◆ PROBLEM REQUIREMENTS:
Can you repeat, word for word, the lines starting at the one that contains "e.g. [(632, 281)]" and ending after the one that contains "[(174, 232)]"?

☆ ☆ ☆ ☆ ☆ ☆ ☆

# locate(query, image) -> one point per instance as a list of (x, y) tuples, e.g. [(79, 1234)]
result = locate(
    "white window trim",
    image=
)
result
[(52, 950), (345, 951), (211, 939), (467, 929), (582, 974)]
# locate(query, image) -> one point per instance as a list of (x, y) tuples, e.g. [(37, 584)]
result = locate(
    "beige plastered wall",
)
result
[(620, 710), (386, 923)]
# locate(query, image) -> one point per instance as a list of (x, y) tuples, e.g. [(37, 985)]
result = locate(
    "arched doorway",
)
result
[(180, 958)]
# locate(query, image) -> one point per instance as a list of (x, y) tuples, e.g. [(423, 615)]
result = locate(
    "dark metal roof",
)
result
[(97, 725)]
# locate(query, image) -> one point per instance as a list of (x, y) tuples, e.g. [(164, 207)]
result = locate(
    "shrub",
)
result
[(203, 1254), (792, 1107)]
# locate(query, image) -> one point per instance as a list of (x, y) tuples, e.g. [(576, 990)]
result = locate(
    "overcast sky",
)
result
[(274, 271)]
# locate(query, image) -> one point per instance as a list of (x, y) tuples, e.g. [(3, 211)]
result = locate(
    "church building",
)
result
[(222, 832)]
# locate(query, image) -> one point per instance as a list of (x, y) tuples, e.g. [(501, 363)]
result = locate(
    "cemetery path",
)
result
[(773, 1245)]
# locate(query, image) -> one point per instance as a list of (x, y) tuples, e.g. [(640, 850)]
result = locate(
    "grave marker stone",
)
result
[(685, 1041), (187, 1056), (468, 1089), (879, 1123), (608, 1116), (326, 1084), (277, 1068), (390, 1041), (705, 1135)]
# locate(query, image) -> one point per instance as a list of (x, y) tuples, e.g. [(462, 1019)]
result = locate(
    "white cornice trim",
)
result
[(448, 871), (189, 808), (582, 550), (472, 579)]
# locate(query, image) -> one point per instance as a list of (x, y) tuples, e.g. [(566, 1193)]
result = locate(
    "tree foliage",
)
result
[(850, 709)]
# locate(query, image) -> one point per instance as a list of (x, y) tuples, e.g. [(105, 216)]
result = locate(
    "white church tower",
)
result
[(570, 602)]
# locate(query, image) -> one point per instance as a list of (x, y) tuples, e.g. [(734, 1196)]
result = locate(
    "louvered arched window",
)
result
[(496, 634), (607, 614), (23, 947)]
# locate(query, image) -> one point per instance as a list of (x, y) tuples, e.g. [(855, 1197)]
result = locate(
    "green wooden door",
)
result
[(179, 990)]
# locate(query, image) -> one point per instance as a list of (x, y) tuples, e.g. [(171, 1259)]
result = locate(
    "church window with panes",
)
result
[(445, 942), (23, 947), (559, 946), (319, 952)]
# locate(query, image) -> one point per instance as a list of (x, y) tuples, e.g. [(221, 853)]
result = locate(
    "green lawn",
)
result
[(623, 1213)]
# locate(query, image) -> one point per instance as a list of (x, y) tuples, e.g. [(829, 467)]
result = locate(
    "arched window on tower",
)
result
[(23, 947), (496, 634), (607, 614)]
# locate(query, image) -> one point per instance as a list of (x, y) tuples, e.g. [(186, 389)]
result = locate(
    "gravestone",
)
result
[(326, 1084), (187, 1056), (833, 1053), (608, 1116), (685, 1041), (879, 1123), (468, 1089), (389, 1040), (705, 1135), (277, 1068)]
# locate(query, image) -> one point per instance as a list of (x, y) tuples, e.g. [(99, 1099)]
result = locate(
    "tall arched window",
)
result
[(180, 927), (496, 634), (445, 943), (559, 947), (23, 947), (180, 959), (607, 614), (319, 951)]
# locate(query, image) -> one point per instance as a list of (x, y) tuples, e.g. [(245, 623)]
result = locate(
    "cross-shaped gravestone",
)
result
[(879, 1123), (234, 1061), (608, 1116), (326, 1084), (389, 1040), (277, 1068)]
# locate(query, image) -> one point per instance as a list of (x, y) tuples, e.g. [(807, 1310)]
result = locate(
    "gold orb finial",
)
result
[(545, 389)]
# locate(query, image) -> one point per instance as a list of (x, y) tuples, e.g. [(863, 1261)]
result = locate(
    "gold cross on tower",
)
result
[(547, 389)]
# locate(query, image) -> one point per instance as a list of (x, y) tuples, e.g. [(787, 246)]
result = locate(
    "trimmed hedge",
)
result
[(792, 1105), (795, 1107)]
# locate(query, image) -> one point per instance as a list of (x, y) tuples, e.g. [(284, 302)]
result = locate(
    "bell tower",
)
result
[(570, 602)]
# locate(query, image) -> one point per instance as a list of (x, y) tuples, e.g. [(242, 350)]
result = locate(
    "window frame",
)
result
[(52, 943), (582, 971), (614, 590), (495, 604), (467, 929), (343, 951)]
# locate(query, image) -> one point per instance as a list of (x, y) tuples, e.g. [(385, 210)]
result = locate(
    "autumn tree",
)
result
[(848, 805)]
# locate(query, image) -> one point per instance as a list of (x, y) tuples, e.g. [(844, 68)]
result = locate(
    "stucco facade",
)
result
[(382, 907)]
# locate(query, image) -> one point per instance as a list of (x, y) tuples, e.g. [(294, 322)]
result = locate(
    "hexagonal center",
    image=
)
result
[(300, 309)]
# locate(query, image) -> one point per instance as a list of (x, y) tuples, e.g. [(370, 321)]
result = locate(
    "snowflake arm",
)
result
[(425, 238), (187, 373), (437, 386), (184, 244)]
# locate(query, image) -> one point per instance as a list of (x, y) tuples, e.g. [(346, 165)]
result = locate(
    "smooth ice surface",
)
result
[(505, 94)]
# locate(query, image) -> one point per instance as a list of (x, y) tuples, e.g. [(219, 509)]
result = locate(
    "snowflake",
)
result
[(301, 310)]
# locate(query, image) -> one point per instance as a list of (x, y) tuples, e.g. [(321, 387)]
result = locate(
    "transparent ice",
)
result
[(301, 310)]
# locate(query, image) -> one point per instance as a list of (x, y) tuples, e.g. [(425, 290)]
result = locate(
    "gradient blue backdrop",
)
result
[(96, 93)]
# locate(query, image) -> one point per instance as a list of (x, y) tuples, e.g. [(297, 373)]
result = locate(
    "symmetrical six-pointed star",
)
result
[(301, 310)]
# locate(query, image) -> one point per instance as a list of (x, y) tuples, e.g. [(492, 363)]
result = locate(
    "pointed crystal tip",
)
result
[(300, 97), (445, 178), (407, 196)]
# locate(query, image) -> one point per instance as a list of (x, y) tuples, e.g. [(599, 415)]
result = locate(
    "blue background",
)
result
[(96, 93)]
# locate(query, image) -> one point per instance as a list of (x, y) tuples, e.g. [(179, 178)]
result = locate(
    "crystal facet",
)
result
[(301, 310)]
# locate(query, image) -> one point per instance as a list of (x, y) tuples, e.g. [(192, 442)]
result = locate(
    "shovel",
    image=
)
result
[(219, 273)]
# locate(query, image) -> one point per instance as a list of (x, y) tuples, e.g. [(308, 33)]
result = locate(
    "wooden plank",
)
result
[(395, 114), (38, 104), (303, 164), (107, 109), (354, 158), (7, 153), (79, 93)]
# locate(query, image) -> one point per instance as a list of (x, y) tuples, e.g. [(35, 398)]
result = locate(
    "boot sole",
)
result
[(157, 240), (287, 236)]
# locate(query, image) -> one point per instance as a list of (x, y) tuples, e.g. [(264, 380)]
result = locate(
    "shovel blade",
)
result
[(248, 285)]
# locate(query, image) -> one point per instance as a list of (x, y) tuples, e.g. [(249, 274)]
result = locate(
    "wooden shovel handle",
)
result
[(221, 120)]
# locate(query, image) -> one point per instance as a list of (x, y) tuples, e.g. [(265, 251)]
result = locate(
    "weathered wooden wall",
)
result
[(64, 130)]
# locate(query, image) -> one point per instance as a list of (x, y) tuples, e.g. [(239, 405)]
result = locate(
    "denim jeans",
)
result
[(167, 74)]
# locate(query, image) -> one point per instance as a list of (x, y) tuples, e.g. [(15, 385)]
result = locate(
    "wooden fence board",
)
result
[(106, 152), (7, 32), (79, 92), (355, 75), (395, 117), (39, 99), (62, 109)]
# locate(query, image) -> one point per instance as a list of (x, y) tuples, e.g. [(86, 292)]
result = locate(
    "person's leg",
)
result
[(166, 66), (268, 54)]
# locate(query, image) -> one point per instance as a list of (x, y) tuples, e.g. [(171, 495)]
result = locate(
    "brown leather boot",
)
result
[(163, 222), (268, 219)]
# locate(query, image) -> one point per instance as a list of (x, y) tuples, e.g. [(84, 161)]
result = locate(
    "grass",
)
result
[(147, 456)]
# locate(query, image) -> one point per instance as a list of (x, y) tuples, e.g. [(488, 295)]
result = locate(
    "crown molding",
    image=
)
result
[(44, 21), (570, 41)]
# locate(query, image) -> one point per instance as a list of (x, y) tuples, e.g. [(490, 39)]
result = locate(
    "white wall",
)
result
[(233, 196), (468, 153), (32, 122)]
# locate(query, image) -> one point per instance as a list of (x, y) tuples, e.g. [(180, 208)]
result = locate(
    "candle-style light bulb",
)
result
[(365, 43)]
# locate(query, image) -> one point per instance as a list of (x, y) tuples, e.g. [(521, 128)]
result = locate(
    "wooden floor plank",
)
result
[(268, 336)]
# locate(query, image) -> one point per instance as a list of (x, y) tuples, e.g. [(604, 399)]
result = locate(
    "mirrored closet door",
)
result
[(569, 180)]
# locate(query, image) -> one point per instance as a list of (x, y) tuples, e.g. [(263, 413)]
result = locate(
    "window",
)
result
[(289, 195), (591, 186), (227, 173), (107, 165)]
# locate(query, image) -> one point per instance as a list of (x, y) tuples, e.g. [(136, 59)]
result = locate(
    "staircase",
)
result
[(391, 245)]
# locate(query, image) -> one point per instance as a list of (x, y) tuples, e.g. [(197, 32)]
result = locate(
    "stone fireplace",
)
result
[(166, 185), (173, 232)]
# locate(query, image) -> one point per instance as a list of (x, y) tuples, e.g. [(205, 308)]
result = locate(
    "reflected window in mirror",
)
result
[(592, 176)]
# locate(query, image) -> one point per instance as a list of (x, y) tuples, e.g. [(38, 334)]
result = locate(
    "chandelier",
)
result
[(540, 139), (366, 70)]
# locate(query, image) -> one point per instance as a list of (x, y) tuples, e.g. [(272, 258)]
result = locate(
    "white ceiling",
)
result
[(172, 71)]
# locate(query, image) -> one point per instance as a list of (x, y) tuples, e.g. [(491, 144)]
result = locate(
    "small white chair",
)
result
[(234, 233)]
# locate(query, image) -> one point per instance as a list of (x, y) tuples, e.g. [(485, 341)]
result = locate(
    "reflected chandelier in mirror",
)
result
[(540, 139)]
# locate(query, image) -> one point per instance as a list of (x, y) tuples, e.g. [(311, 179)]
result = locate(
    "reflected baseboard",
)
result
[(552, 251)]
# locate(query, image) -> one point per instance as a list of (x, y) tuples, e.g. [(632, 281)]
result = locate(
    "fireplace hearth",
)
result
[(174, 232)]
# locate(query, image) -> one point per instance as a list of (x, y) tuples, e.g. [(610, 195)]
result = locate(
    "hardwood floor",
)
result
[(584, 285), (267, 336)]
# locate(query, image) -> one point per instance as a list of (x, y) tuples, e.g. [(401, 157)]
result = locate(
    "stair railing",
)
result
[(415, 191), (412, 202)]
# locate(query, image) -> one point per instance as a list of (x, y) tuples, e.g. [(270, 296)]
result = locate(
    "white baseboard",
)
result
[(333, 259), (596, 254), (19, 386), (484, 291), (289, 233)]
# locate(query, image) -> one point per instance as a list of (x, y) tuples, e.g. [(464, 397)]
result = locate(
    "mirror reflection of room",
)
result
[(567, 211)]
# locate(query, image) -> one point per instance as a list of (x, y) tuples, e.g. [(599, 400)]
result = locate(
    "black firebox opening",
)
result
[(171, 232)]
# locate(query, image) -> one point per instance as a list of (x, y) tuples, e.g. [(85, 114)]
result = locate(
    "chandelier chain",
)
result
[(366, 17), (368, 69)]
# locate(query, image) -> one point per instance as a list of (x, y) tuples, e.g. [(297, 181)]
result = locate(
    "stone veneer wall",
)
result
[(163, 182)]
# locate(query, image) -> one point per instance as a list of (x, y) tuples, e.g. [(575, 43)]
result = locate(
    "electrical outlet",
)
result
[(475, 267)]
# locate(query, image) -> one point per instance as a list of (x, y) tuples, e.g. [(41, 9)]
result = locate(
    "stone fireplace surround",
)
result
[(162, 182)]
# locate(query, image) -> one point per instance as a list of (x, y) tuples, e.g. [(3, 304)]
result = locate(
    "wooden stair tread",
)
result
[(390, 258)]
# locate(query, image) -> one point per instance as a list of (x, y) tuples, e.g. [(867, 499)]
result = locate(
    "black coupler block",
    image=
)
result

☆ ☆ ☆ ☆ ☆ ☆ ☆

◆ SOLUTION TO THIS TASK:
# locate(query, image) -> one point per instance as a list of (x, y) tuples, e.g. [(632, 281)]
result = locate(
    "fireplace hearth",
)
result
[(174, 232)]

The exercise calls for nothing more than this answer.